**STUDY QUESTIONS:**
**A)** Transcribe the stretch from "Robalini's Note: In" through "but huge corporations." in the excerpt on California's ethanol waiver request.
**B)** In the excerpt on California's ethanol waiver request, who does the subheading say stated that California will not get an exemption?
**C)** Decide whether each statement agrees with the excerpt on California's ethanol waiver request, giving yes or no along with the deciding words quoted from it: (i) the note claims that only huge corporations have benefited from the president's energy policy moves; (ii) Robert Sterling is identified as the editor of The Konformist; (iii) the headline reports that the gas additive rule will be waived.

Please send as far and wide as possible.

Thanks,

Robert Sterling
Editor, The Konformist
http://www.konformist.com


Robalini's Note: In one of the more blatant examples of the dishonest
cynicism surrounding the policies of "president" Bush, the Shrub
administration has turned down a request by California to waive
exemption of the use of ethanol in gas for a more clean burn.  This
despite the fact that if a shortage of corn crops occurs (not to
mention that there may not be enough to meet the huge California
market), it could disastrously jack up gasoline prices.  This is once
again proof of his lie over concern for "lost jobs" in explaining his
administration's reactionary energy and environmental policies.  The
facts speak for themselves: none of his moves surrounding energy
policy have benefited any but huge corporations.


http://www.latimes.com


Monday, June 11, 2001

Gas Additive Rule Won't Be Waived
Pollution: EPA official says California will not get exemption.

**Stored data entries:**
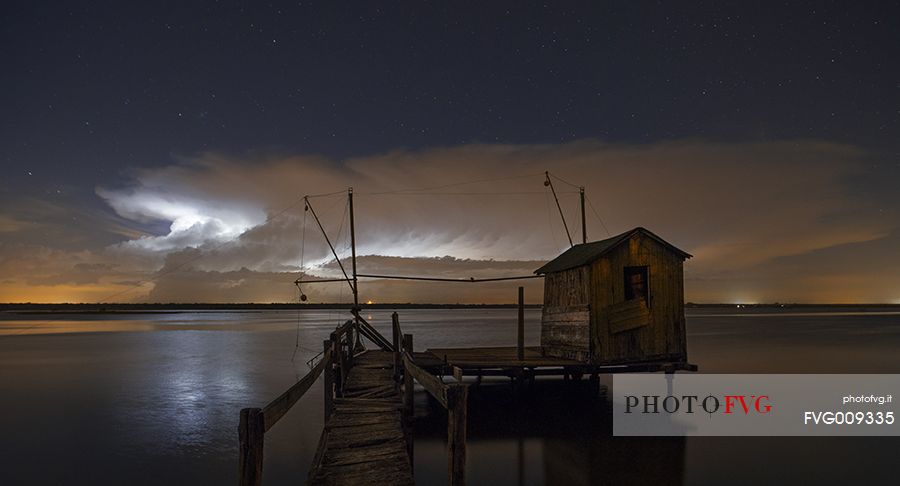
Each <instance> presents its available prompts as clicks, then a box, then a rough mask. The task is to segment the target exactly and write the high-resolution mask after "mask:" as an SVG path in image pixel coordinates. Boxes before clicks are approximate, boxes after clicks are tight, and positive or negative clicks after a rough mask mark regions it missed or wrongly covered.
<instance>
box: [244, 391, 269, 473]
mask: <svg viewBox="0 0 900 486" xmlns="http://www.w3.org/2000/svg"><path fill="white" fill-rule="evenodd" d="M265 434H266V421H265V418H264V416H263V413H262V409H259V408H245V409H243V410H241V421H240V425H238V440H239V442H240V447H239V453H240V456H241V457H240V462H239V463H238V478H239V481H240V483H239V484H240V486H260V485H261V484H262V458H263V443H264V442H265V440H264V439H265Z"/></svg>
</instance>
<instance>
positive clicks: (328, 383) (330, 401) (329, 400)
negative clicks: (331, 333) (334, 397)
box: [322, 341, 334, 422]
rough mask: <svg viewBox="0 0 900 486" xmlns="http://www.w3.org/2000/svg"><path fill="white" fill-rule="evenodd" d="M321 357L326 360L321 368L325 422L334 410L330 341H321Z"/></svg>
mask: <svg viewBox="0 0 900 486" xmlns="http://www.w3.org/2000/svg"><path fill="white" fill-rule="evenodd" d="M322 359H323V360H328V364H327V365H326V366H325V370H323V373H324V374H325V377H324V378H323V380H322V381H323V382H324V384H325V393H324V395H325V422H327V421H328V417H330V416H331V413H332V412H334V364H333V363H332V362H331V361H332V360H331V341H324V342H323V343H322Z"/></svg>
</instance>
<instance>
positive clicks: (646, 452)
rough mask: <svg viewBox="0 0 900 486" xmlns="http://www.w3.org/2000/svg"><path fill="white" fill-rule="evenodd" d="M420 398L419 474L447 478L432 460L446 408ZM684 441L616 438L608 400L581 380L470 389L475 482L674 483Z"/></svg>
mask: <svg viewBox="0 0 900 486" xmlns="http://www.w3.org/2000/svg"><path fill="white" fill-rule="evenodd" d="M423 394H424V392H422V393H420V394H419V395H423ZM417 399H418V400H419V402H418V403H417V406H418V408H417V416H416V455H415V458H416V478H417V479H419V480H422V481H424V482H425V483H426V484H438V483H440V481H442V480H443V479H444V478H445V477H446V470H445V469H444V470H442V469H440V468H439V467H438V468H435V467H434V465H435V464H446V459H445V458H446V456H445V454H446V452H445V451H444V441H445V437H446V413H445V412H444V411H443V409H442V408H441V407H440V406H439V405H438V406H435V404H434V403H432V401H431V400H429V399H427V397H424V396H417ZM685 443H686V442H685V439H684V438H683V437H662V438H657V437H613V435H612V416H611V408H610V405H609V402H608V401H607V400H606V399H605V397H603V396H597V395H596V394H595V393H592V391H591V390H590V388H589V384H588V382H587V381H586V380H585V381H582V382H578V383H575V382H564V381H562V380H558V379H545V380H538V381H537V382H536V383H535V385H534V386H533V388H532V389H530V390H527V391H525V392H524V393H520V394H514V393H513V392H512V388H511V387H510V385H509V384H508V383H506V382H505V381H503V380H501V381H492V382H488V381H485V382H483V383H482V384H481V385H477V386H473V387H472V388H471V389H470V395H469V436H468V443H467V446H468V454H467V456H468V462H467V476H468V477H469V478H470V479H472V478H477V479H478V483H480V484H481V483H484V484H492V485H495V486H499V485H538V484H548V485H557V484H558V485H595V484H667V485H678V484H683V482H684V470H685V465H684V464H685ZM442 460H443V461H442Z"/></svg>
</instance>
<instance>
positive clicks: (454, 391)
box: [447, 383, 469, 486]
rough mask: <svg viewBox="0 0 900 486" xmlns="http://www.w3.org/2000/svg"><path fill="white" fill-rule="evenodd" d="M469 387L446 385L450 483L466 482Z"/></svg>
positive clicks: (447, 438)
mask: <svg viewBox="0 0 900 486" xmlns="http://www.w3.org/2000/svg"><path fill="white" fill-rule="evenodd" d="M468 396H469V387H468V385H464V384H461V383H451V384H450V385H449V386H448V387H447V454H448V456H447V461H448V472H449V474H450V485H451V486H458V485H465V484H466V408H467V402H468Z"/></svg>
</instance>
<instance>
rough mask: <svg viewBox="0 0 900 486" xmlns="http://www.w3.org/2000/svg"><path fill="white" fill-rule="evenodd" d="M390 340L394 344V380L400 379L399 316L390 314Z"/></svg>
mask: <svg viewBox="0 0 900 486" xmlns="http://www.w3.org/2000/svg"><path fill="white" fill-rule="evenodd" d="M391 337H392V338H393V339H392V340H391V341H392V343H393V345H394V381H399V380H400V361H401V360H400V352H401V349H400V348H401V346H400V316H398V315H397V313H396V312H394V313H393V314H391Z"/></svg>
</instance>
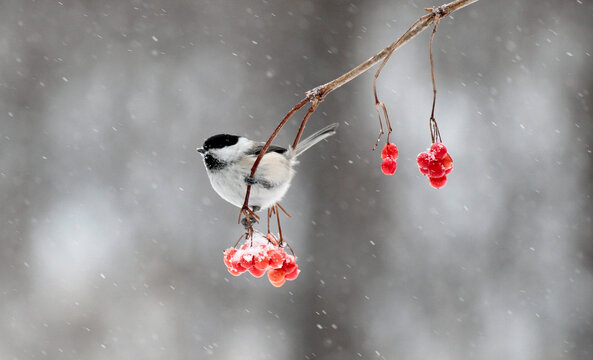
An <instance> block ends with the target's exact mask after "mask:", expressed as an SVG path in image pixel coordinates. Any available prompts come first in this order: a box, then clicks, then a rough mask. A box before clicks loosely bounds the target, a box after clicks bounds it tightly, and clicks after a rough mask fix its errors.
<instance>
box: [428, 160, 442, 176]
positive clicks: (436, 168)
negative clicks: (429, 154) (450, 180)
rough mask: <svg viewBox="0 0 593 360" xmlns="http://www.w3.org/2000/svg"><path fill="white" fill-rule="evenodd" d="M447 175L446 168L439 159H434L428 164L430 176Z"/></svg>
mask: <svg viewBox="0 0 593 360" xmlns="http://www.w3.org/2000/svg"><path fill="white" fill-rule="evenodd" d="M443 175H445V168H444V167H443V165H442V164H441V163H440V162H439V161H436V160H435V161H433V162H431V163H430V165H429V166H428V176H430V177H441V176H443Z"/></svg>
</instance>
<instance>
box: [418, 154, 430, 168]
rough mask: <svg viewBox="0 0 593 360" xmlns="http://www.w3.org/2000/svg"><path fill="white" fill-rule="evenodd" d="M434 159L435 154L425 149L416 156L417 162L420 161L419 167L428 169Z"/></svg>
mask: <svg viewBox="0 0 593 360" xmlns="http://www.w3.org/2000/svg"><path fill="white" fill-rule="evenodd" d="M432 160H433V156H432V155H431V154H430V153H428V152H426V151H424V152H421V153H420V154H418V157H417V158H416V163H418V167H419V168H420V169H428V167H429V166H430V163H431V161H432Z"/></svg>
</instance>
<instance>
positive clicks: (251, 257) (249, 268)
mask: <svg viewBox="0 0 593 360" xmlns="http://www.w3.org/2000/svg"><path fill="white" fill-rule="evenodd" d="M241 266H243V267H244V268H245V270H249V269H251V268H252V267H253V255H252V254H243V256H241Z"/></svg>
---
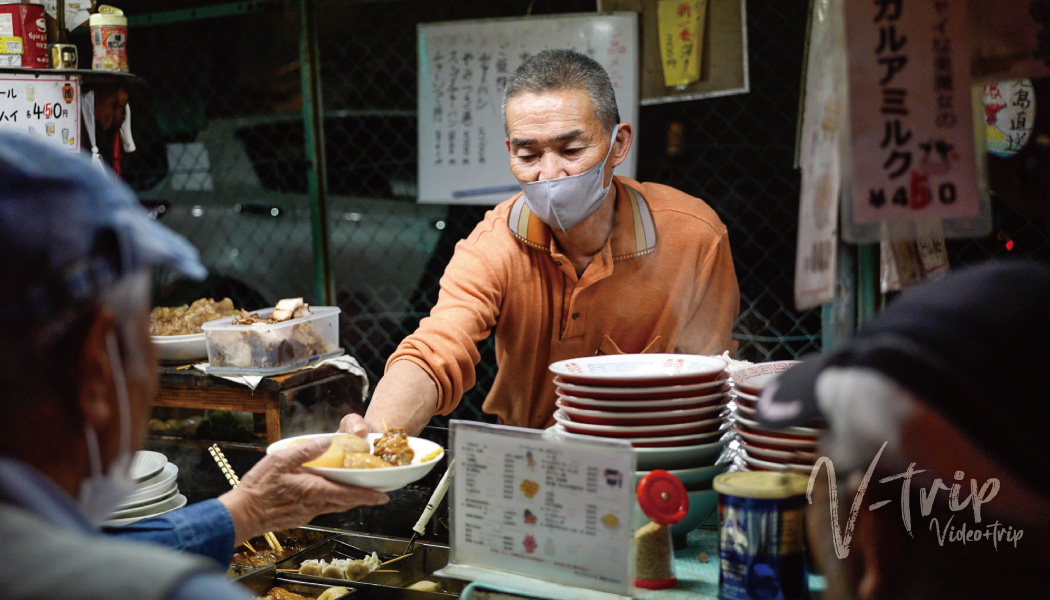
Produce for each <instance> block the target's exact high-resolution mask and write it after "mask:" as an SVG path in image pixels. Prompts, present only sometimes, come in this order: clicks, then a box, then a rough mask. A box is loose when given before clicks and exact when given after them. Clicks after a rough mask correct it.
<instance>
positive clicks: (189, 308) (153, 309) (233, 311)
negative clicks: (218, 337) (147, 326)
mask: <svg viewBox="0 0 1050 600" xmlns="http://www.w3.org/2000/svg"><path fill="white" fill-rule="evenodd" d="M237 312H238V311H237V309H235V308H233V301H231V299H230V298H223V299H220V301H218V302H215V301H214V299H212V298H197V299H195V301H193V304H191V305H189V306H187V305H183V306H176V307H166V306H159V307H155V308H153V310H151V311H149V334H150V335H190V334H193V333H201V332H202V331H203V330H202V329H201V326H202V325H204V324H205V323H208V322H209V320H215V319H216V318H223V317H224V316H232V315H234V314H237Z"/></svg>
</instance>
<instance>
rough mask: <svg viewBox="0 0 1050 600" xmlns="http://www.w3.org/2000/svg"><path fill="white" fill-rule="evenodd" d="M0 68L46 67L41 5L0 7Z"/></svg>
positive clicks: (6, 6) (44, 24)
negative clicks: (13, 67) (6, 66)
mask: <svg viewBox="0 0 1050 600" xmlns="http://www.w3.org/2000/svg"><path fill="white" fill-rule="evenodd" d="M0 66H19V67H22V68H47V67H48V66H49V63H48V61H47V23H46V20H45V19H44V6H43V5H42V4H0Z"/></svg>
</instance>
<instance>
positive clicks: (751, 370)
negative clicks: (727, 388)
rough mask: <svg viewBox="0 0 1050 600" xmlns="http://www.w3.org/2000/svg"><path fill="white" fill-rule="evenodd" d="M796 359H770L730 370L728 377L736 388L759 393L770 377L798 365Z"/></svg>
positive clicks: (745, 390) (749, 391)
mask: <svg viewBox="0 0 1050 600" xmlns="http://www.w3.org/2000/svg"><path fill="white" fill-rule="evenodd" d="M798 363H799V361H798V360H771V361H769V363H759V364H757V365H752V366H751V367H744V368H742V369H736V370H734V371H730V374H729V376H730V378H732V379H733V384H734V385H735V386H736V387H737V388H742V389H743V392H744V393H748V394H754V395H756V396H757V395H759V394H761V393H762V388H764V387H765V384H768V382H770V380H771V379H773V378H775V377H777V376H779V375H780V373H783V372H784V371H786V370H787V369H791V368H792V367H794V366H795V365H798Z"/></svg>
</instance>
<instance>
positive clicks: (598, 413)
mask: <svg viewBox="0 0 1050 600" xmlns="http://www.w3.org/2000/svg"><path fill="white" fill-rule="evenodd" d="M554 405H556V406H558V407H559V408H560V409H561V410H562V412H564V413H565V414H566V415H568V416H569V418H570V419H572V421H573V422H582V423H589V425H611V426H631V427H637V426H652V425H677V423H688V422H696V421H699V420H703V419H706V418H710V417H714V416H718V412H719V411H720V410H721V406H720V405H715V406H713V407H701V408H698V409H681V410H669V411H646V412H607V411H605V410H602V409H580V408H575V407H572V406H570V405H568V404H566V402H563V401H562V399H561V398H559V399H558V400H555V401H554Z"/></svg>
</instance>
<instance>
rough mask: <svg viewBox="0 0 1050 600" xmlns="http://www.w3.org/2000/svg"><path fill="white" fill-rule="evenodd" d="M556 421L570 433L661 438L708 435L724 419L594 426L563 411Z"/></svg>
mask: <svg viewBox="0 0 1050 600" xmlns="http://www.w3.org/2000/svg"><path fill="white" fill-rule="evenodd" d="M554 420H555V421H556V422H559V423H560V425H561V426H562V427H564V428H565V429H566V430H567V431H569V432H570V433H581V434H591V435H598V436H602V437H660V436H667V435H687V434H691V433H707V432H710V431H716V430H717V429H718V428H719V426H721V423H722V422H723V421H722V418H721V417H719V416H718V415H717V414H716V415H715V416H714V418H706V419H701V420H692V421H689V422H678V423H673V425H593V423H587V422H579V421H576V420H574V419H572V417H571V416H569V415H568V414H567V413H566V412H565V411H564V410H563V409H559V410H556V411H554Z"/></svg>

**ANSWERS TO THE PROBLEMS:**
**A)**
Robalini's Note: In one of the more blatant examples of the dishonest
cynicism surrounding the policies of "president" Bush, the Shrub
administration has turned down a request by California to waive
exemption of the use of ethanol in gas for a more clean burn.  This
despite the fact that if a shortage of corn crops occurs (not to
mention that there may not be enough to meet the huge California
market), it could disastrously jack up gasoline prices.  This is once
again proof of his lie over concern for "lost jobs" in explaining his
administration's reactionary energy and environmental policies.  The
facts speak for themselves: none of his moves surrounding energy
policy have benefited any but huge corporations.

**B)** An EPA official.

**C)**
(i) Yes: "none of his moves surrounding energy policy have benefited any but huge corporations."
(ii) Yes: "Editor, The Konformist"
(iii) No: "Gas Additive Rule Won't Be Waived"